> _Soal Latihan_: Menurut teks kutipan tentang wakaf tunai, mengapa penerimaan dari wakaf tunai bisa lebih tinggi daripada zakat, infaq, atau shadaqah? Jelaskan dalam satu sampai tiga kalimat.

> _Teks Kutipan_:
★ ★ ★ ★ ★
Jika wakaf tunai dapat diimplementasikan, maka bukan tidak mungkin penerimaan dengan instrumen ini menjadi lebih tinggi daripada instrumen lainnya seperti zakat, infaq, shadaqah, ataupun lainnya. Kenapa ? Dengan wakaf tunai, maka instrumen wakaf tidak lagi menjadi monopoli kalangan “berduit”. Kalangan menengah ke bawah pun bisa ikut berpartisipasi. Jika saja terdapat 10 juta saja masyarakat muslim yang mewakafkan dananya sebanyak Rp100 ribu, maka akan diperoleh pengumpulan dana wakaf sebesar Rp1 trilyun setiap bulan (Rp12 trilyun per tahun). Dan jika diinvestasikan dengan tingkat investasi 10% per tahun maka akan diperoleh penambahan dana wakaf sebesar Rp8 milyar setiap bulannya (100 milyar per tahun). Suatu dana yang tidak dapat dikatakan kecil jika dibandingkan dengan perolehan laba 145 bank nasional yang sebesar Rp9,26 trilyun (Infobank, Juli 2002) ataupun realisasi perolehan PPh tahun 2000 sebesar Rp57 trilyun (Bisnis Indonesia, 9 Juli 2002).

Apakah itu sebuah angan-angan belaka ? Jika melihat tingkat kedermawanan masyarakat Indonesia sebagaimana telah diuraikan di atas, maka hal tersebut menjadi sesuatu yang bukannya tidak mungkin dapat terjadi. Apalagi menurut survei tentang pola sumbangan untuk organisasi/kegiatan keagamaan, 84% masyarakat mengaku pernah menyumbang untuk organisasi/kegiatan keagamaan dengan rata-rata sumbangan Rp304.000 per pemberi per tahun (PIRAC, 2002).
★ ★ ★ ★ ★
Data dari sebuah dataset:
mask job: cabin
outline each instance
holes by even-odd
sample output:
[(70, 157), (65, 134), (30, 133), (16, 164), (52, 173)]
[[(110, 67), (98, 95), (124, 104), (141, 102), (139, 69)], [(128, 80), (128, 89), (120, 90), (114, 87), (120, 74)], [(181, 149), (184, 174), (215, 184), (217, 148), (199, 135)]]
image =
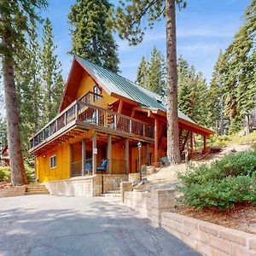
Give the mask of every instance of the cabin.
[[(195, 133), (207, 151), (212, 131), (180, 111), (178, 127), (182, 155), (188, 144), (193, 154)], [(160, 96), (74, 56), (59, 113), (30, 139), (30, 153), (51, 194), (97, 195), (138, 173), (139, 160), (158, 166), (166, 156), (166, 131)]]

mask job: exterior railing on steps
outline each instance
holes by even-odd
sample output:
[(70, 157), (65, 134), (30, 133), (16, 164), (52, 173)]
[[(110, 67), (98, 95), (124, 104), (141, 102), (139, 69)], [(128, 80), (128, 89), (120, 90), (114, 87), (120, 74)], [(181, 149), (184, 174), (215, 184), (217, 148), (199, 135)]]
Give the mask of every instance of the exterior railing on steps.
[[(72, 125), (95, 125), (142, 137), (154, 138), (154, 126), (125, 114), (74, 101), (30, 139), (30, 150), (44, 144)], [(92, 128), (91, 128), (92, 129)]]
★ ★ ★ ★ ★
> _Hasil Latihan_: Dengan wakaf tunai, wakaf tidak lagi menjadi monopoli kalangan "berduit". Kalangan menengah ke bawah pun bisa ikut berpartisipasi, sehingga penerimaannya berpeluang lebih tinggi daripada instrumen lain.